**** Dataset
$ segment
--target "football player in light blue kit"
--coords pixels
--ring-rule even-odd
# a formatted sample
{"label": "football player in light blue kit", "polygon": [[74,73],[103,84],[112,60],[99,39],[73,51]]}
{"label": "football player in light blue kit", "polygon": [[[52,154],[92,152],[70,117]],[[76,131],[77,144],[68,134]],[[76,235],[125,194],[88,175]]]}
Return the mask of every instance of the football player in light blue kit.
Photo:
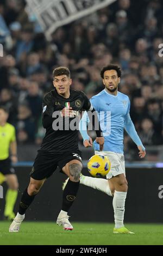
{"label": "football player in light blue kit", "polygon": [[[123,224],[125,201],[128,190],[123,155],[124,129],[137,145],[140,158],[145,156],[146,151],[130,117],[129,99],[128,96],[118,91],[121,76],[120,68],[115,65],[109,65],[102,69],[101,76],[105,88],[98,94],[93,96],[91,102],[99,117],[102,114],[102,117],[99,117],[99,119],[105,139],[103,151],[99,151],[99,145],[96,141],[93,145],[95,154],[103,154],[109,157],[111,162],[111,169],[106,176],[106,180],[83,175],[80,182],[82,184],[113,196],[115,223],[114,233],[131,234],[133,233],[124,227]],[[103,112],[106,114],[104,115]],[[86,132],[87,122],[87,114],[85,112],[80,120],[79,127],[86,148],[92,146],[92,139]]]}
********
# Problem:
Copy the data above word for word, but leave out the pictures.

# Worked solution:
$ segment
--target "football player in light blue kit"
--coords pixels
--ring-rule even-odd
# a formatted sample
{"label": "football player in light blue kit", "polygon": [[74,73],[103,84],[112,60],[99,39],[73,51]]}
{"label": "football player in light blue kit", "polygon": [[[52,154],[92,152],[70,117]],[[76,131],[77,144],[68,134]],[[76,235],[125,194],[88,175]]]}
Return the mask of every instance of the football player in light blue kit.
Photo:
{"label": "football player in light blue kit", "polygon": [[[123,224],[125,201],[128,190],[123,155],[124,129],[137,145],[140,158],[145,156],[146,151],[130,117],[129,99],[128,96],[118,91],[121,76],[120,68],[115,65],[109,65],[102,69],[101,76],[105,88],[98,94],[93,96],[91,102],[99,117],[102,114],[102,117],[99,117],[99,119],[105,139],[103,151],[99,151],[99,145],[96,141],[93,145],[95,154],[103,154],[109,157],[111,162],[111,169],[106,176],[106,180],[83,175],[80,182],[82,184],[113,196],[115,223],[114,233],[131,234],[133,233],[124,227]],[[103,112],[106,114],[104,115]],[[86,132],[87,122],[87,114],[85,112],[80,120],[79,127],[86,148],[92,146],[92,139]]]}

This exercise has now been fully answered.